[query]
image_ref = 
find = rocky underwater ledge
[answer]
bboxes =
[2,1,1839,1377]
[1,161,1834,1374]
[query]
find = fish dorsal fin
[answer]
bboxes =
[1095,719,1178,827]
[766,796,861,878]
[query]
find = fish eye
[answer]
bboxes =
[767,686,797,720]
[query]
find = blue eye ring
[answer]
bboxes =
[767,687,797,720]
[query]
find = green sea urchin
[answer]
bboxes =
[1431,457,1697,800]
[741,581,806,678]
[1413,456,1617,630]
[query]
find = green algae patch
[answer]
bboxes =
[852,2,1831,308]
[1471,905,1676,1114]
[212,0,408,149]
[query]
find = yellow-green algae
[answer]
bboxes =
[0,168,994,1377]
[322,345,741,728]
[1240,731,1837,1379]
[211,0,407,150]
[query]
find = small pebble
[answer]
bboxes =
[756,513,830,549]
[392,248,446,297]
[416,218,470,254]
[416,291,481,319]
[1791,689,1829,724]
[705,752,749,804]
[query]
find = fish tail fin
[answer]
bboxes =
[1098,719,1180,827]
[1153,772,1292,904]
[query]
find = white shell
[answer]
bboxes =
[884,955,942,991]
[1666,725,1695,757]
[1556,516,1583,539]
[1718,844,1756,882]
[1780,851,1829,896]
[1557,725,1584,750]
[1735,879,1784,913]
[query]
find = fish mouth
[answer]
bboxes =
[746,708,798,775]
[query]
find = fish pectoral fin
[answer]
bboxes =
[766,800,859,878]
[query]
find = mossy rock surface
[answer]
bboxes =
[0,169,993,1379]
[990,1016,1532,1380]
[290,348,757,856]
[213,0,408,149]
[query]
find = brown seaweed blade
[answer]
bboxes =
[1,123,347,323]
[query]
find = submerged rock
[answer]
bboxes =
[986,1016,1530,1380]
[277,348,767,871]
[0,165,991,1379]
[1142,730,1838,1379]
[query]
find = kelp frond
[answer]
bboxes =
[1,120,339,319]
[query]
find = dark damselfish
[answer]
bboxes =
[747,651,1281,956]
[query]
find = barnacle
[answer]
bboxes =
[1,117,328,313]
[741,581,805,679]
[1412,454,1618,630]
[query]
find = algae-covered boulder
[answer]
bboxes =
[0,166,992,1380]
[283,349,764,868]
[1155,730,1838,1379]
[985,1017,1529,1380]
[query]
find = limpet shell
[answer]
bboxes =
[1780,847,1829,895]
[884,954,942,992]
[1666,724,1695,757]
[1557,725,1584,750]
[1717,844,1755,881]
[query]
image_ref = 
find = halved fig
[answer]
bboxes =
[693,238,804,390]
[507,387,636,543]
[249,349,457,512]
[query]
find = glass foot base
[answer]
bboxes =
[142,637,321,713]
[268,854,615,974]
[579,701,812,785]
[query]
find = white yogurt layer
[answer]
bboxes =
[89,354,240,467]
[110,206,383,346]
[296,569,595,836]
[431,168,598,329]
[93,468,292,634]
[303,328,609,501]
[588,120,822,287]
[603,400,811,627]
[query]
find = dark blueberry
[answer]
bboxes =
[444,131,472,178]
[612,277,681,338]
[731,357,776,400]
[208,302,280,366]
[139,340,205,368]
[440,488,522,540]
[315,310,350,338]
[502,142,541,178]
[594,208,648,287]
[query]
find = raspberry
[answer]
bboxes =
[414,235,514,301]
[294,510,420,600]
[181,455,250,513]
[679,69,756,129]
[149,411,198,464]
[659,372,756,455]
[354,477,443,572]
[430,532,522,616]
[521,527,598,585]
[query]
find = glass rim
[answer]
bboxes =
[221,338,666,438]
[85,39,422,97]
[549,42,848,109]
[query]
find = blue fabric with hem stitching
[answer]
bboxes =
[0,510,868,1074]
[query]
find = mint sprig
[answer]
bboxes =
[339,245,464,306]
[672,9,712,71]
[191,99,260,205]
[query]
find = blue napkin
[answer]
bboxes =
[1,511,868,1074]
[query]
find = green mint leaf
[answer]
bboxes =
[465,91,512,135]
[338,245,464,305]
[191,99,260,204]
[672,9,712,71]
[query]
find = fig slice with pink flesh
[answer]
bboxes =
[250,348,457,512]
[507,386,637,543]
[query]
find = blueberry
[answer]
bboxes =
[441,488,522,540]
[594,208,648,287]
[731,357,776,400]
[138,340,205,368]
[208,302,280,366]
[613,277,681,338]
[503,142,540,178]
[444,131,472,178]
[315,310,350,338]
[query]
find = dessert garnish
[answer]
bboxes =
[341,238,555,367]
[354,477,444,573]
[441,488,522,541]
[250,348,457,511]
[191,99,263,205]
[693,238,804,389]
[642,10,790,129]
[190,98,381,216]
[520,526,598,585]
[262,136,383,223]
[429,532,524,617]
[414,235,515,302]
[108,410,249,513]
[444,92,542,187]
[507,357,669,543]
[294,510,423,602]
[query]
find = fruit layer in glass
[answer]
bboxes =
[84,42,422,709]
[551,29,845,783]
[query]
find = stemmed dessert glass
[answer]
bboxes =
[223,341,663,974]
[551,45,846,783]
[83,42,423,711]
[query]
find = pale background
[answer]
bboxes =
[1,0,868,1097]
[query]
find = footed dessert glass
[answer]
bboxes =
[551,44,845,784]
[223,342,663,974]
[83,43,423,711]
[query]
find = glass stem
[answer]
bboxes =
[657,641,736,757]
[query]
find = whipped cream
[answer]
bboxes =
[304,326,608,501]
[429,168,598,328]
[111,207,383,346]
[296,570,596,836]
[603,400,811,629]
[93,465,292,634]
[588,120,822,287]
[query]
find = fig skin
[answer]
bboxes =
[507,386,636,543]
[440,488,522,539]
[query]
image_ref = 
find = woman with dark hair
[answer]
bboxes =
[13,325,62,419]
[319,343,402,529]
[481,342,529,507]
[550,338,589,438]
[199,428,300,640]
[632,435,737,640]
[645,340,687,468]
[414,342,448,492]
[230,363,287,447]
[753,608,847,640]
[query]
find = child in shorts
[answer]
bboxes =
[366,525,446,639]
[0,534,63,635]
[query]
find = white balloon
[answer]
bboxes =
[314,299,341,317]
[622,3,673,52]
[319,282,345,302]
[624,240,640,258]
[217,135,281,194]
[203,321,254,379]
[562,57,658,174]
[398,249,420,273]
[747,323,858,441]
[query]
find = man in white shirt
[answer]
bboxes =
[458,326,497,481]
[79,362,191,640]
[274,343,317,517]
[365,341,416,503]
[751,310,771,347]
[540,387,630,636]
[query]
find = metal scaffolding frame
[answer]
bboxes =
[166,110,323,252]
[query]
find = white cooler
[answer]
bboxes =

==================================================

● **Exercise**
From the preceding material, count every line that contains the word "glass". Reply with the number only.

● **Response below**
6